Wherever a line in the data holds the word "like", pull that line out.
* * * * * * *
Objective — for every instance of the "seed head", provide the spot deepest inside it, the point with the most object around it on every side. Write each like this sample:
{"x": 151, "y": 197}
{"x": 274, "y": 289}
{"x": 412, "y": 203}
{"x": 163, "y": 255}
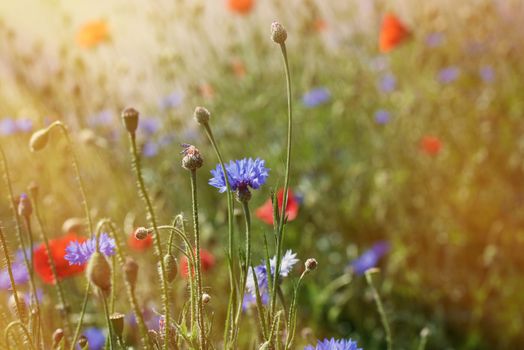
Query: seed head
{"x": 201, "y": 115}
{"x": 278, "y": 33}
{"x": 130, "y": 119}
{"x": 99, "y": 271}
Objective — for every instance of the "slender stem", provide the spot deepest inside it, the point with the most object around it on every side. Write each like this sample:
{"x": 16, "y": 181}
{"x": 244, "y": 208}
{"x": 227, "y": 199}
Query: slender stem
{"x": 380, "y": 308}
{"x": 156, "y": 237}
{"x": 198, "y": 268}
* * * * * * *
TASK ANSWER:
Objective — for every instance of the "seed head", provide the spot deepest inside it, the point with the most object around it on every side. Write each like this sample:
Objective — for every instance of the "slender stem", provide the spot deepest inside it, the point with the most object around it on every side. Write each like this sample:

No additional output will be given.